▶ **ОТРЫВОК ТЕКСТА**:
____
Уже после того, как Правительством Советской Республики были приняты приведенные выше решения, нами получено от английского правительства радио с сообщением об аресте т. Литвинова и его персонала. Это обстоятельство служит для нас еще лишним подтверждением правильности наших действий и полной обоснованности наших опасений, когда мы отказывались допустить выезд Локкарта и его сотрудников из России ранее выезда тов. Литвинова из Англии.
И в этом английском радио, и в одновременно полученном по радио заявлении французского правительства в случае дальнейшего содержания под стражей английских и французских граждан эти правительства угрожают индивидуальными репрессиями всем видным большевикам, которые попадут в их руки.
Это обстоятельство для нас не является новостью, так как уже теперь такого рода репрессии, вплоть до расстрелов советских работников, совершаются в районе оккупации держав Согласия. Мы остаемся при нашем прежнем предложении отказаться от репрессий в том случае, если таковые будут прекращены со стороны держав Согласия, как мы о том заявляли уже неоднократно.
Повторяем еще раз, что принимаемые нами меры предосторожности касаются исключительно английской и французской буржуазии и что ни одного рабочего мы не тронем.
Народный Комиссар по Иностранным Делам
Чичерин» .
Мура была где-то близко, в том же подвале, может быть, но Локкарт не знал, где именно, и спрашивать было некого, и вообще некого было больше просить о чем бы то ни было. Он слышал и видел многое в первые же дни. Людей тащили на смерть, людей били. В первый же вечер в коридоре он увидел молодую женщину, он узнал ее, это была Дора Каплан. Ее вели куда-то. Он понимал, что в датском и норвежском посольстве, где у него были друзья, думают о нем и по возможности предпринимают шаги, но какие?
Через несколько дней сиденья к нему в камеру пришел Петерс. Он принес ему две книги для чтения: русский перевод последнего романа Уэллса «Мистер Бритлинг пьет чашу до дна» и «Государство и революцию» Ленина. Он не сел ни на стоявший здесь табурет, ни на койку, но постоял у окна и сказал, что все французы и прочие «коллеги» Локкарта посажены в Бутырки, в общую камеру, только он один сидит здесь в одиночке, а затем, как уже бывало прежде, поговорил на свои темы: об Англии, о дочери, о своем долге перед партией, о капитализме, который загнивает, о том, что сам он очень чувствителен и его что-то щиплет за сердце, когда он подписывает смертные приговоры. И потом, помолчав, перешел к роману Локкарта и Муры. Эта тема, как показало дальнейшее, тоже была одной из его любимых.
____
▶ **СТРОКИ**:
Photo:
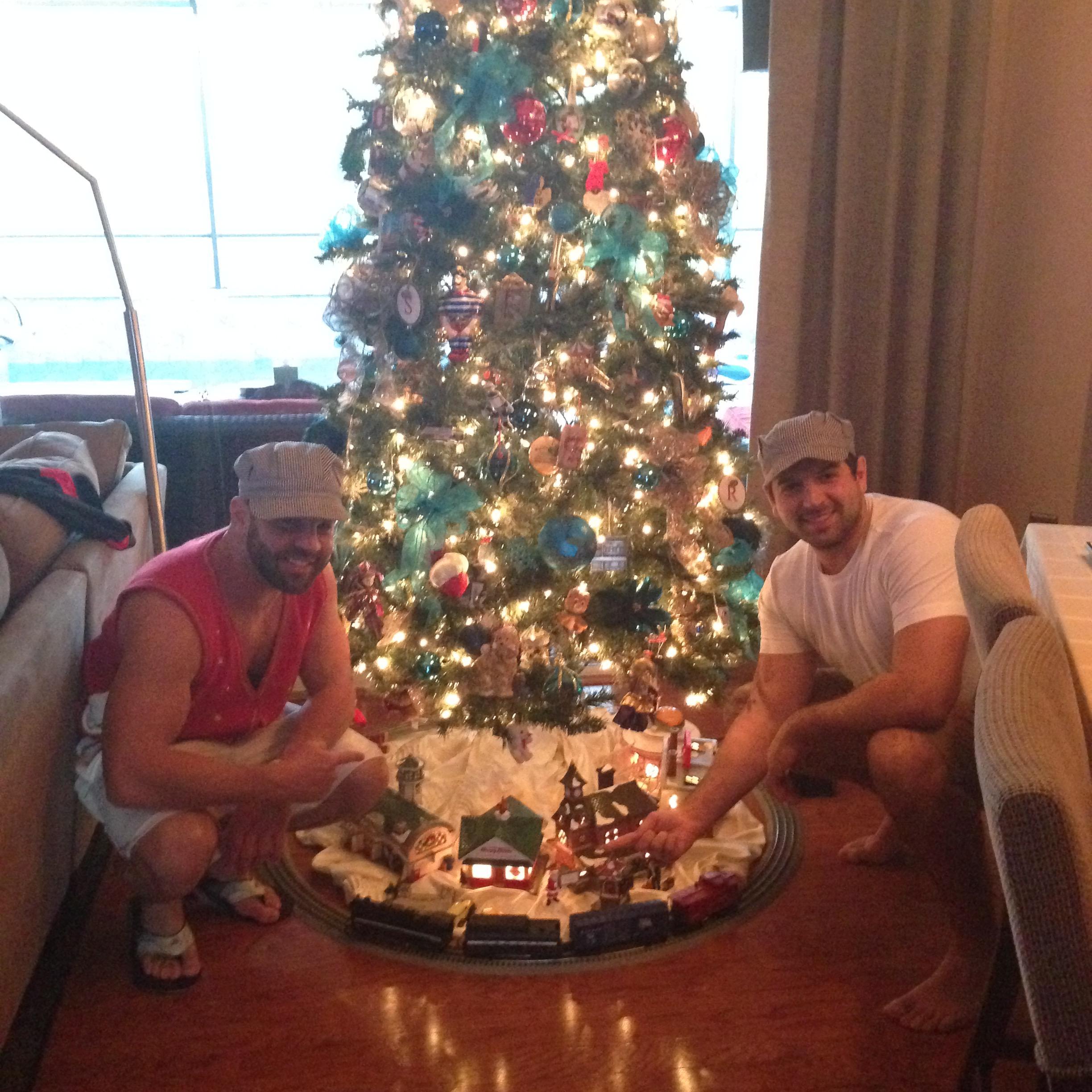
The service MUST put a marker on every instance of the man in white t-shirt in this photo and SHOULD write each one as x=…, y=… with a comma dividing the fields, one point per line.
x=869, y=590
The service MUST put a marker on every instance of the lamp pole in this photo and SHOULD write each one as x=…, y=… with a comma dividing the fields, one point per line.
x=132, y=337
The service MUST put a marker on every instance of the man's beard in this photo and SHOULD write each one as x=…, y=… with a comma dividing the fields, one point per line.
x=269, y=565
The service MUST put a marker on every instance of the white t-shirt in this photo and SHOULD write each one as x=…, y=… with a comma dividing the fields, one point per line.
x=903, y=572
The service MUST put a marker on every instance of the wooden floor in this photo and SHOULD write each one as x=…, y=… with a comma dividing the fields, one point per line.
x=788, y=1001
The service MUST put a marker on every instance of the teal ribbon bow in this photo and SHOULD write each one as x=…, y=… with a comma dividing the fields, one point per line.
x=426, y=505
x=620, y=237
x=493, y=77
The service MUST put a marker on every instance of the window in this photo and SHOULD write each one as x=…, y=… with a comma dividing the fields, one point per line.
x=215, y=129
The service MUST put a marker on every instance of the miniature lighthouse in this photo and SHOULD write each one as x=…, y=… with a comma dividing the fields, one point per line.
x=411, y=774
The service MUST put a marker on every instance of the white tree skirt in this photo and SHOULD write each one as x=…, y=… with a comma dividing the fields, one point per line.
x=467, y=772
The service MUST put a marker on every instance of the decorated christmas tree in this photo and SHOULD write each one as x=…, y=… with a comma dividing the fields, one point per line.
x=538, y=282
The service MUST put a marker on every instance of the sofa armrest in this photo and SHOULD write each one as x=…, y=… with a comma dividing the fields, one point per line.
x=110, y=571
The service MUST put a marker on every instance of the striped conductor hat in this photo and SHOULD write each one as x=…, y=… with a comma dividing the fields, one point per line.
x=813, y=435
x=291, y=481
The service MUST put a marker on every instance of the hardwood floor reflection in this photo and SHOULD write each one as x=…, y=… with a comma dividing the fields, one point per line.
x=788, y=1001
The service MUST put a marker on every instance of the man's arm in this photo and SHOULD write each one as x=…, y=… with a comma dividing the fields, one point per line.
x=782, y=686
x=918, y=693
x=328, y=676
x=148, y=706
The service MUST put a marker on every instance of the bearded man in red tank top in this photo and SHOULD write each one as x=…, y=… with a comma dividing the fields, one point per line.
x=189, y=755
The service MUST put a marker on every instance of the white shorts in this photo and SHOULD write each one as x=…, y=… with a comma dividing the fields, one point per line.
x=126, y=827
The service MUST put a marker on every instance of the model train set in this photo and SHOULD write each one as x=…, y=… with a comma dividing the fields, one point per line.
x=520, y=937
x=432, y=874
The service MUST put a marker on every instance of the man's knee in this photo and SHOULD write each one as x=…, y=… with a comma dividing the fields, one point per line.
x=178, y=850
x=362, y=789
x=906, y=767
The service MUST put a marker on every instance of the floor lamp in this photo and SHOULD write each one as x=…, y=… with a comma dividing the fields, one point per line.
x=136, y=351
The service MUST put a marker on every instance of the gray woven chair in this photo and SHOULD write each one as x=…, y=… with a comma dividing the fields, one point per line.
x=992, y=575
x=1034, y=768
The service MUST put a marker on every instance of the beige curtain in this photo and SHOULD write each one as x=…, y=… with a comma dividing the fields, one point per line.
x=876, y=115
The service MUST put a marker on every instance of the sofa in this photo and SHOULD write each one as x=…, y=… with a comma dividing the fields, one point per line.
x=197, y=442
x=55, y=591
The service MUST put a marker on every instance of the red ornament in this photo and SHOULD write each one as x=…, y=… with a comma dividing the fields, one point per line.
x=530, y=120
x=596, y=176
x=517, y=10
x=674, y=137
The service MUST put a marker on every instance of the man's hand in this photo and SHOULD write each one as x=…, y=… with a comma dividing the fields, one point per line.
x=786, y=749
x=306, y=774
x=252, y=835
x=666, y=835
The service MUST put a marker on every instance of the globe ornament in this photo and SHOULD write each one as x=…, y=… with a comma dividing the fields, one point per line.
x=565, y=218
x=379, y=481
x=542, y=455
x=509, y=257
x=414, y=113
x=744, y=591
x=529, y=121
x=430, y=29
x=628, y=80
x=674, y=138
x=647, y=38
x=525, y=415
x=567, y=543
x=517, y=10
x=427, y=666
x=647, y=476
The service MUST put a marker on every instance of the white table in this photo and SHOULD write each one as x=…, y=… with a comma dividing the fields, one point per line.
x=1059, y=569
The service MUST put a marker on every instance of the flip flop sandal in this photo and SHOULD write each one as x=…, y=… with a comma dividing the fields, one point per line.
x=143, y=943
x=226, y=895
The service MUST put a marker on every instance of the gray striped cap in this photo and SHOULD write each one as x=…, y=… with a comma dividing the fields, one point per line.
x=292, y=481
x=813, y=435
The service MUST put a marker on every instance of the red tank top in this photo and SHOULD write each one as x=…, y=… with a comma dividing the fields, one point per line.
x=224, y=703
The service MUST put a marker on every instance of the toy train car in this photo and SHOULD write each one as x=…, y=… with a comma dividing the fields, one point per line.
x=513, y=936
x=385, y=923
x=630, y=924
x=713, y=893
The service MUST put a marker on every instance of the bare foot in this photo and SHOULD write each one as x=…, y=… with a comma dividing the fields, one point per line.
x=165, y=920
x=948, y=1000
x=881, y=848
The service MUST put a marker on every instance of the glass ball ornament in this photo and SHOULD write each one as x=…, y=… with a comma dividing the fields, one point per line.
x=430, y=29
x=567, y=542
x=529, y=120
x=379, y=481
x=628, y=80
x=647, y=476
x=517, y=10
x=427, y=666
x=565, y=218
x=509, y=258
x=647, y=38
x=414, y=113
x=525, y=414
x=674, y=137
x=739, y=555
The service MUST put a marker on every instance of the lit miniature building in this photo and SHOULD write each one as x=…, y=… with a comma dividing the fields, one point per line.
x=590, y=824
x=500, y=848
x=405, y=838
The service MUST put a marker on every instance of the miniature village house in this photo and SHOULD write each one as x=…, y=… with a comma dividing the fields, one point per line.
x=500, y=847
x=401, y=835
x=590, y=824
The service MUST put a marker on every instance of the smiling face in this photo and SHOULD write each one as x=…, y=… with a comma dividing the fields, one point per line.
x=290, y=554
x=822, y=503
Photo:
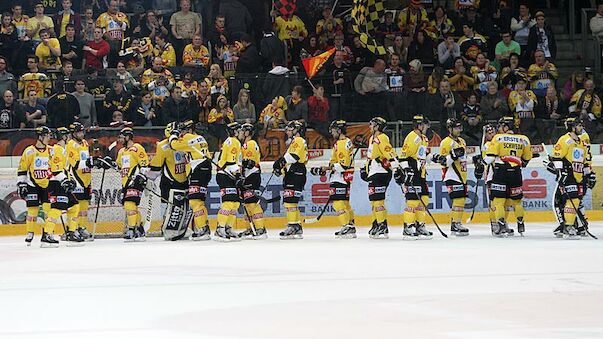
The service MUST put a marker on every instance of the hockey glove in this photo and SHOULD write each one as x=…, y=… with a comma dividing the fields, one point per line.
x=22, y=188
x=68, y=185
x=479, y=170
x=591, y=180
x=409, y=175
x=363, y=173
x=139, y=182
x=399, y=176
x=457, y=153
x=248, y=163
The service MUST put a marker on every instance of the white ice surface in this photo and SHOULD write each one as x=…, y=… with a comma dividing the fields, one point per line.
x=318, y=287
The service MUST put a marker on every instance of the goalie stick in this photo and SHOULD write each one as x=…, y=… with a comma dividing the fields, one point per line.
x=579, y=214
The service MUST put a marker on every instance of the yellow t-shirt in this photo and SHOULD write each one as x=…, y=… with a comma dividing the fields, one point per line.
x=47, y=59
x=32, y=25
x=34, y=166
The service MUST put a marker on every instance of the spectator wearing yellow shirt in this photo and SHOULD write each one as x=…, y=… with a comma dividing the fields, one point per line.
x=38, y=23
x=48, y=51
x=195, y=54
x=65, y=17
x=20, y=21
x=165, y=50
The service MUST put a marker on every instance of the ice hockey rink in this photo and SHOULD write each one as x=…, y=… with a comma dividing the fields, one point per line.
x=318, y=287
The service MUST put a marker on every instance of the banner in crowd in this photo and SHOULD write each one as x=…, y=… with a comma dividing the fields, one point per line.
x=538, y=185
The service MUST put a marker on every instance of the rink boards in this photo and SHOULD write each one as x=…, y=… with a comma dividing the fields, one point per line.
x=538, y=187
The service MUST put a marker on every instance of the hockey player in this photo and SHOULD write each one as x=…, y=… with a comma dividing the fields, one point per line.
x=378, y=173
x=60, y=188
x=293, y=164
x=509, y=153
x=229, y=179
x=32, y=185
x=342, y=173
x=570, y=161
x=196, y=148
x=80, y=169
x=412, y=175
x=251, y=185
x=174, y=169
x=132, y=161
x=454, y=172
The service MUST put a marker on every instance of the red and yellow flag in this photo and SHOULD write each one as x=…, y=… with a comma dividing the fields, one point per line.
x=314, y=64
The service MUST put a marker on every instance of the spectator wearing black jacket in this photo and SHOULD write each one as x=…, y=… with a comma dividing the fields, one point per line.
x=541, y=37
x=272, y=50
x=175, y=108
x=117, y=100
x=249, y=61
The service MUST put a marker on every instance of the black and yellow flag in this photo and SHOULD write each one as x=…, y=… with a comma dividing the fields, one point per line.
x=365, y=20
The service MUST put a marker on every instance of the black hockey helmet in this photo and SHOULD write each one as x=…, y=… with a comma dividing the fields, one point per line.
x=379, y=122
x=570, y=123
x=507, y=121
x=233, y=127
x=75, y=127
x=419, y=119
x=452, y=123
x=339, y=124
x=43, y=130
x=186, y=125
x=127, y=132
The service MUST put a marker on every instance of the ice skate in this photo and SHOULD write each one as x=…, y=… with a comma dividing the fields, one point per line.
x=346, y=232
x=73, y=239
x=381, y=231
x=422, y=231
x=558, y=232
x=459, y=230
x=521, y=227
x=409, y=232
x=84, y=234
x=293, y=231
x=499, y=228
x=571, y=233
x=201, y=234
x=29, y=238
x=373, y=229
x=260, y=234
x=48, y=241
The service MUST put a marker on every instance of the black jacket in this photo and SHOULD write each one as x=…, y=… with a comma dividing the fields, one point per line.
x=533, y=39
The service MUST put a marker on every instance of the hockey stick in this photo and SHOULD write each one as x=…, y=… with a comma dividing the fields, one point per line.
x=477, y=181
x=579, y=214
x=100, y=190
x=429, y=212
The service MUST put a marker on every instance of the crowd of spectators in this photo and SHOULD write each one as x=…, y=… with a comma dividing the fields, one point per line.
x=147, y=63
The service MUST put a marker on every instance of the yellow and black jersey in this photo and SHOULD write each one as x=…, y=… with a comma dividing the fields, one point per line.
x=455, y=170
x=34, y=167
x=415, y=150
x=380, y=153
x=77, y=155
x=230, y=156
x=510, y=149
x=297, y=151
x=130, y=161
x=173, y=165
x=251, y=151
x=573, y=154
x=342, y=161
x=58, y=161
____
▶ **ЗАДАНИЕ 1**:
Согласуются ли с отрывком утверждения ниже? На каждое ответьте «да» или «нет» и приведите решающие слова отрывка в точности.
(а) Петерс принес Локкарту в камеру три книги.
(б) Французских коллег Локкарта посадили в Бутырки.
(в) Меры предосторожности, о которых говорится в отрывке, касаются и рабочих.
▶ **ЗАДАНИЕ 2**:
Ответьте по отрывку:
(а) О чьем аресте сообщалось в радио от английского правительства?
(б) Кого Локкарт узнал в коридоре в первый же вечер?
(в) Где стоял Петерс, когда пришел к Локкарту в камеру?

▶ **ПОЛНЫЙ ОТВЕТ 1**:
(а) Нет: «Он принес ему две книги для чтения».
(б) Да: «все французы и прочие «коллеги» Локкарта посажены в Бутырки, в общую камеру».
(в) Нет: «касаются исключительно английской и французской буржуазии и что ни одного рабочего мы не тронем».

▶ **ПОЛНЫЙ ОТВЕТ 2**:
(а) Об аресте т. Литвинова и его персонала.
(б) Дору Каплан.
(в) У окна.